_Exercise prompt_
Copy out every line in the entries below that contains the word "firefighter".

#####

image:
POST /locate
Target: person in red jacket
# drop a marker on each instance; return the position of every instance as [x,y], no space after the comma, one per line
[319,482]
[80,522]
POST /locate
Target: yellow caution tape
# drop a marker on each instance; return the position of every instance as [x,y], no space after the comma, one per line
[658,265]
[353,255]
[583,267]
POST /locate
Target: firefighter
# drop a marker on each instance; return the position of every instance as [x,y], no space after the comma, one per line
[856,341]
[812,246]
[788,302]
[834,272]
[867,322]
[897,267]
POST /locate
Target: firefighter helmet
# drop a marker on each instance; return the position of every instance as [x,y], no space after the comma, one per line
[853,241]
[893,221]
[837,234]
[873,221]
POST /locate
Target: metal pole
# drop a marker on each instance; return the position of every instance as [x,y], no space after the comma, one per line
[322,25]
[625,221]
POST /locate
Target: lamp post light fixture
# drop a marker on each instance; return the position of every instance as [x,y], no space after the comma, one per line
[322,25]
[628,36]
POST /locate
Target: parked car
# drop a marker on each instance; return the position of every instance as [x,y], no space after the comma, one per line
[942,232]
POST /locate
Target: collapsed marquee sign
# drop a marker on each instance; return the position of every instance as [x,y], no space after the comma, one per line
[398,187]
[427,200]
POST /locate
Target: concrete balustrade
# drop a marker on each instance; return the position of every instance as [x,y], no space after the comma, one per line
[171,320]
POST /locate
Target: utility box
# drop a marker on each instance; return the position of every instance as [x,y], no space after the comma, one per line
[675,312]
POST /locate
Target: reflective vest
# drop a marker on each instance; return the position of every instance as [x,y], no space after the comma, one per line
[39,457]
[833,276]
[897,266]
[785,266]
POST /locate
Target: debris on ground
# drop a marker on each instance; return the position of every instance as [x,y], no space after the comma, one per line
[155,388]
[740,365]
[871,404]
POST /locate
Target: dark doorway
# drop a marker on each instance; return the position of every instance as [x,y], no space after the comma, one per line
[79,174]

#####

_Answer to the exercise_
Target: firefighter
Target: firefighter helmet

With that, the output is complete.